WORK REQUEST:
The lines to copy run from the one containing "the red tile" to the end of the records below; repeat them exactly and include nothing else.
DATA FOR THIS TASK START
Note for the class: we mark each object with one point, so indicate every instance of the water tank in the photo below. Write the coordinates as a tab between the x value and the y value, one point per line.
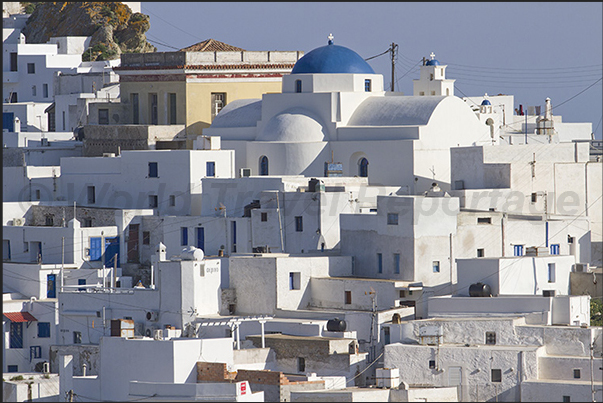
315	185
480	290
336	325
191	253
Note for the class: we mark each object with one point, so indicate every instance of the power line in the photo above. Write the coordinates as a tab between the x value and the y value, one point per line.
174	26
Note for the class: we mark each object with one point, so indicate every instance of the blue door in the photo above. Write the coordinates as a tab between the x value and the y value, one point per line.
96	248
111	250
201	238
8	121
51	286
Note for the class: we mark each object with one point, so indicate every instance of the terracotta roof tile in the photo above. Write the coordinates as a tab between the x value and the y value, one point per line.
211	45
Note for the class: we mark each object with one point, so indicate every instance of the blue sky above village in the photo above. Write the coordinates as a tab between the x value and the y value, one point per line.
529	50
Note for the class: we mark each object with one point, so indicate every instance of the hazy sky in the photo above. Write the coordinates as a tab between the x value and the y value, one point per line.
529	50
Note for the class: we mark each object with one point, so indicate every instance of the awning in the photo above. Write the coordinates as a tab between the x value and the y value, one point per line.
19	316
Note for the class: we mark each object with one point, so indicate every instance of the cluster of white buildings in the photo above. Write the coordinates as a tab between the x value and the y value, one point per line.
329	242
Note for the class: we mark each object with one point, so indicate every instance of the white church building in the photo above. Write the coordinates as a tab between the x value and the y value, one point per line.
333	118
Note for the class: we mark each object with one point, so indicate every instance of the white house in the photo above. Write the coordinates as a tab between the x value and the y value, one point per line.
181	290
168	181
544	179
29	70
333	110
151	363
490	358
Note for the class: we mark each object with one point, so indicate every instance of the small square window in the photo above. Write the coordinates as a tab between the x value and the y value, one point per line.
103	116
183	236
146	237
551	272
301	364
35	352
210	168
490	337
294	280
153	170
43	329
299	224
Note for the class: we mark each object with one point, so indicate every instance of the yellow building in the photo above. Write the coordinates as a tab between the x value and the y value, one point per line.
191	86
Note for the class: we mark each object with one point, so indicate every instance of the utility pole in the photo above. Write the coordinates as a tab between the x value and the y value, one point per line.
393	50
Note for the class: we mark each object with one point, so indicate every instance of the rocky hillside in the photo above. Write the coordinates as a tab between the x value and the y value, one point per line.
112	25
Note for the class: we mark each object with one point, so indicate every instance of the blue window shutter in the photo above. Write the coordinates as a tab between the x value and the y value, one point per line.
201	238
96	249
43	329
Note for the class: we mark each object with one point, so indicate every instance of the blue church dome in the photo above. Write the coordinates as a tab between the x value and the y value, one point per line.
332	59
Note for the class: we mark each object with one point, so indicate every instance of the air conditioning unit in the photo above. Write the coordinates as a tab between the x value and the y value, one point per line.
150	331
152	316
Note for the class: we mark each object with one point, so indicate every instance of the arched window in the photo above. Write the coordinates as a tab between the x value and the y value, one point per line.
263	165
363	168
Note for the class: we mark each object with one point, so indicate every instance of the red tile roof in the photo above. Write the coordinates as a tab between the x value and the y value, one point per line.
19	316
211	45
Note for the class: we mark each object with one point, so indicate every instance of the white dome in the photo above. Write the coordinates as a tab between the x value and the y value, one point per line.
192	253
293	125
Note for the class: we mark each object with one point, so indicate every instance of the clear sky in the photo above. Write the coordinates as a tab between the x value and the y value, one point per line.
DATA FOR THIS TASK END
THE ANSWER:
Note for the class: we mark each object with one point, so indicate every instance of the red tile roof in the photo above. Write the coordinates as a tab between the x value and the y value, one point per line.
19	316
211	45
Note for the class: we mark each object with one point, so indicate every instance of the white dome in the photo above. Write the coordinates as a tab between the x value and the y value, one point per line.
192	253
293	125
Note for the class: we mark each object with one point, so indicate every instance of the clear sky in the photo above. Write the coordinates as a tab between the x value and the y value, one point per line.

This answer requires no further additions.